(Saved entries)
┄┄┄┄┄┄┄┄┄┄┄┄┄┄┄┄┄┄┄┄

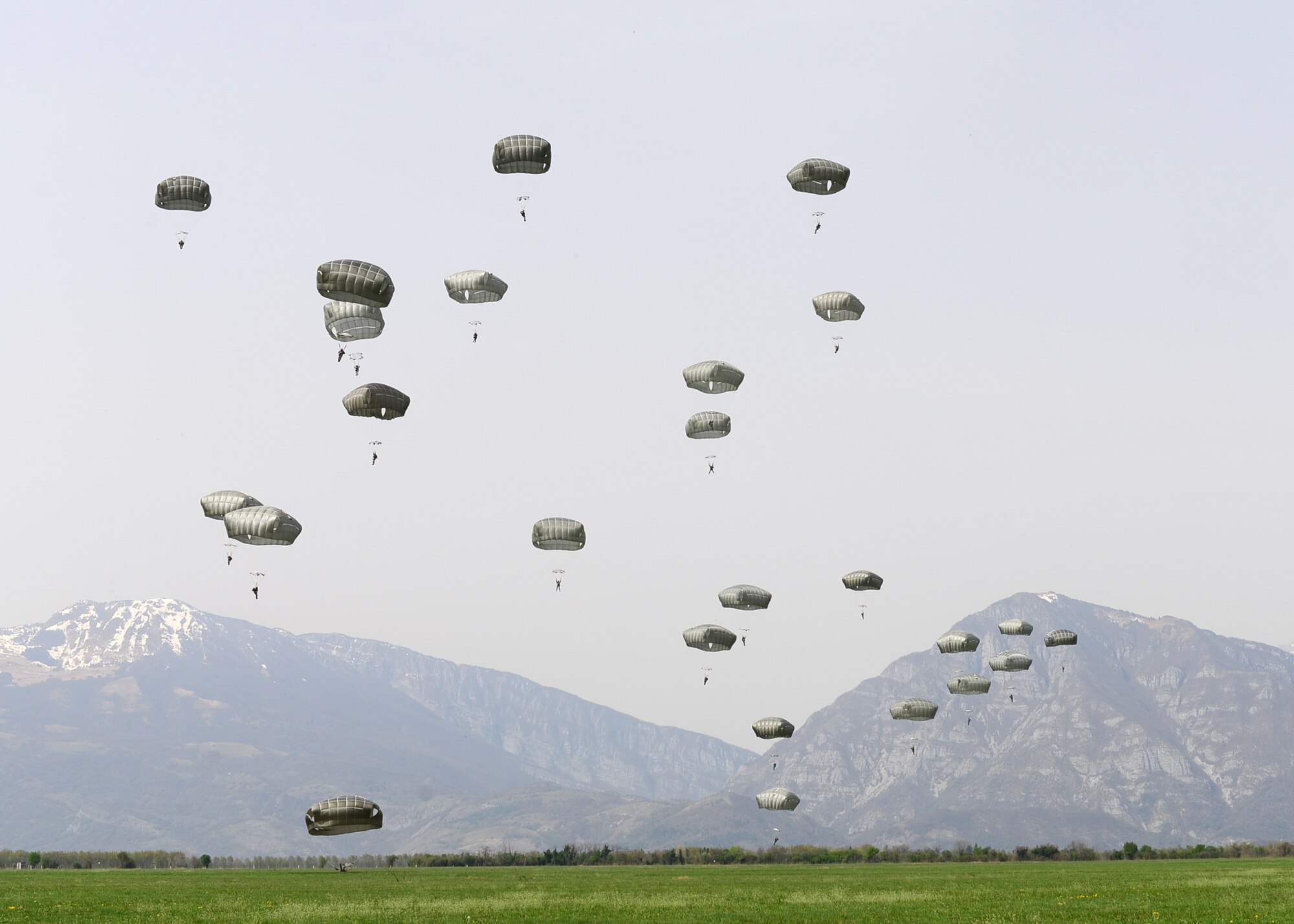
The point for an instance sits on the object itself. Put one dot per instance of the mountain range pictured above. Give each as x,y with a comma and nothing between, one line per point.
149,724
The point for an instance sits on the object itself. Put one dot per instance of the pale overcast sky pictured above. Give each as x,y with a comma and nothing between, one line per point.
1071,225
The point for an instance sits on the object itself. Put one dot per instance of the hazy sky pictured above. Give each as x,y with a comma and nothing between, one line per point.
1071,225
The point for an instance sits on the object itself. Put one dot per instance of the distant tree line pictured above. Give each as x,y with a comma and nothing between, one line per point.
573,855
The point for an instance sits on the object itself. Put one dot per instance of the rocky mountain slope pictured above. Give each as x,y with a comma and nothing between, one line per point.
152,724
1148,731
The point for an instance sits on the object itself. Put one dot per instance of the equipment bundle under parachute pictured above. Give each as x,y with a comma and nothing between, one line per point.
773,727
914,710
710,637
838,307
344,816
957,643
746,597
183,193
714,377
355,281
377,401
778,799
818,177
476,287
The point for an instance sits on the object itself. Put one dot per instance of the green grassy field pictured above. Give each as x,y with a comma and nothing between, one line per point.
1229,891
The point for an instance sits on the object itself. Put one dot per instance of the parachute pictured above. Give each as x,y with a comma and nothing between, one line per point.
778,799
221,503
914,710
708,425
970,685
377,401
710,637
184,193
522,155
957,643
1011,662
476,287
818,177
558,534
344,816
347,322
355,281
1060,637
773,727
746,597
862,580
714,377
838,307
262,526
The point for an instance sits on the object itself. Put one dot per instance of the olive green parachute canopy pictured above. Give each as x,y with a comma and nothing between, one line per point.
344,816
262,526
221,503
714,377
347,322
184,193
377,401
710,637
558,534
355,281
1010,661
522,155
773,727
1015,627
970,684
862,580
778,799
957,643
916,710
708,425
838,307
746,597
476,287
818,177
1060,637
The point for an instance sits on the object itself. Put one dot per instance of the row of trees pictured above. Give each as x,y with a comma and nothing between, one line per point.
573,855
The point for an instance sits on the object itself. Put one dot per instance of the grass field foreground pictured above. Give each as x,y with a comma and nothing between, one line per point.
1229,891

┄┄┄┄┄┄┄┄┄┄┄┄┄┄┄┄┄┄┄┄

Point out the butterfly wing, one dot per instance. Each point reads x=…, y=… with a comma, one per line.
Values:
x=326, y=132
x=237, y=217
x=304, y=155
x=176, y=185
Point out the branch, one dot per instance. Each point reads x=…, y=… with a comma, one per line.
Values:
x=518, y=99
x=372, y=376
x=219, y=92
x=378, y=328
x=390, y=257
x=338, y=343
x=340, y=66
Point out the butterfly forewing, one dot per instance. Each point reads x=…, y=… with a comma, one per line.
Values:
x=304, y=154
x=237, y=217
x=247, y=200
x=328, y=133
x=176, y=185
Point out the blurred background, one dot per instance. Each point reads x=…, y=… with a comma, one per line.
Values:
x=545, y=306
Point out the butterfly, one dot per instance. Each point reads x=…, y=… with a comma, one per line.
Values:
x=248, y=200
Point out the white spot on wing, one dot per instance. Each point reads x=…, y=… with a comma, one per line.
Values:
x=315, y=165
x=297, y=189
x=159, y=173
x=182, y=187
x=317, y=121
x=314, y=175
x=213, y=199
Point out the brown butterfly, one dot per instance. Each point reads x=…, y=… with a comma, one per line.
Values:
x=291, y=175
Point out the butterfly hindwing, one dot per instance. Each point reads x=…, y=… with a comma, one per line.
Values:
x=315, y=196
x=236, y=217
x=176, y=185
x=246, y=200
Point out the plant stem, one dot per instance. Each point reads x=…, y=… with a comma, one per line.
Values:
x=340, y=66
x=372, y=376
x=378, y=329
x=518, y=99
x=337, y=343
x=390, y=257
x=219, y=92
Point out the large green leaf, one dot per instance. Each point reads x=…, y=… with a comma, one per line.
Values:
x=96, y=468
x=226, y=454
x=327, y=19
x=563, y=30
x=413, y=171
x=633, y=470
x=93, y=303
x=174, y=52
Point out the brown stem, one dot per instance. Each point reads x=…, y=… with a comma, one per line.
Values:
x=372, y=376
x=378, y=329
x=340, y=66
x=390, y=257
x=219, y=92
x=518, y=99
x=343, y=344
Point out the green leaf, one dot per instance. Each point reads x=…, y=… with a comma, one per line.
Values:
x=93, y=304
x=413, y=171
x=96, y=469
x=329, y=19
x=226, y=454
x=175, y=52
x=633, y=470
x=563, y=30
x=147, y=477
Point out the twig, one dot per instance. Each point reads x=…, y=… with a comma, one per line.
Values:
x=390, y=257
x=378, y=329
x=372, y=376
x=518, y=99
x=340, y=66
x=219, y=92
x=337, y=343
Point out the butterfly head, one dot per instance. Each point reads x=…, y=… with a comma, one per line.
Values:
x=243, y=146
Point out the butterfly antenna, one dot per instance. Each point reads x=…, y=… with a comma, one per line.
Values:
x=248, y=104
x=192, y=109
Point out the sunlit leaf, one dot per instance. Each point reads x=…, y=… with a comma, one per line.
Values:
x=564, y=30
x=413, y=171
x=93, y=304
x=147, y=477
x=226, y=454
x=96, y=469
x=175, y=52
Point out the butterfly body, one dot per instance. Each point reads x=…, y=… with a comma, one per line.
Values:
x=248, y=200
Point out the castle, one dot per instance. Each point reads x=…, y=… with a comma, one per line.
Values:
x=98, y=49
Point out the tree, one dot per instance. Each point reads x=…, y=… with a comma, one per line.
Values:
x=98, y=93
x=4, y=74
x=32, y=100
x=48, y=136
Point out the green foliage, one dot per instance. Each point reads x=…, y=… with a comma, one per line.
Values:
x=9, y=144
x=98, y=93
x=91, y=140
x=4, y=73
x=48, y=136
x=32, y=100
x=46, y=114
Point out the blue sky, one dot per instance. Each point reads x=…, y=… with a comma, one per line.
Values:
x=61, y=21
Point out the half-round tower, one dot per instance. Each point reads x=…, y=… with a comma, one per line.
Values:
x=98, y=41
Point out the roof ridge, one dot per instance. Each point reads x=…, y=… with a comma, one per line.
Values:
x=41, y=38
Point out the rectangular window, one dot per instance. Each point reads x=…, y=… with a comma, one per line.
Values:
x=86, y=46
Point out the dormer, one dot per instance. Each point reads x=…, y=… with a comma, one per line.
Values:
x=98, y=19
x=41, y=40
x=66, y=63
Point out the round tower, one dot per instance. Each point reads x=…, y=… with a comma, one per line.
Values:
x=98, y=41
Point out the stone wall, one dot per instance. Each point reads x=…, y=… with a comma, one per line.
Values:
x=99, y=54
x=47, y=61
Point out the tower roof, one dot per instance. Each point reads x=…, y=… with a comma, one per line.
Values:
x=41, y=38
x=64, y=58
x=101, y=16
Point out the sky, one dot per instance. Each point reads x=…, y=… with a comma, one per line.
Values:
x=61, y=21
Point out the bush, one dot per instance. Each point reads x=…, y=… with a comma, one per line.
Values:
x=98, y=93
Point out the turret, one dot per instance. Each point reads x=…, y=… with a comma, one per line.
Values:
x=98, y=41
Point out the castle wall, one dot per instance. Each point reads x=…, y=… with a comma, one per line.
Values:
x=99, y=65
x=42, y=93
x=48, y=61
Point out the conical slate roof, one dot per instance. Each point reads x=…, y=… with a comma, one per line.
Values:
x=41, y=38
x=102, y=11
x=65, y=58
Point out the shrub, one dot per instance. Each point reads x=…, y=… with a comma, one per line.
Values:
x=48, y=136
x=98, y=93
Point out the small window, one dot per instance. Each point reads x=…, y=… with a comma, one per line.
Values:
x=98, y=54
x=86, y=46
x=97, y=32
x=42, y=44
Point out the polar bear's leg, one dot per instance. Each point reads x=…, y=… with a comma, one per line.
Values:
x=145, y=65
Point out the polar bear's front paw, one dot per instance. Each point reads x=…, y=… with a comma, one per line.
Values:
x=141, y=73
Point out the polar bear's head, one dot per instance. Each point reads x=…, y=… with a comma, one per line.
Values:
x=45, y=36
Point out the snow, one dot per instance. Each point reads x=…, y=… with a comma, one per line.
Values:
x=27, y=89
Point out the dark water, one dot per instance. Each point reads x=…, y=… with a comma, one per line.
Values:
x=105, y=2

┄┄┄┄┄┄┄┄┄┄┄┄┄┄┄┄┄┄┄┄

**Task requirements:** Return every line from the entries above that includes the word "wall".

**Response:**
Point out the stone wall, one dot per instance. Each point reads x=…, y=… with a comma, one per line.
Point out the castle wall, one dot per instance. Each point reads x=…, y=… with a comma, one per line.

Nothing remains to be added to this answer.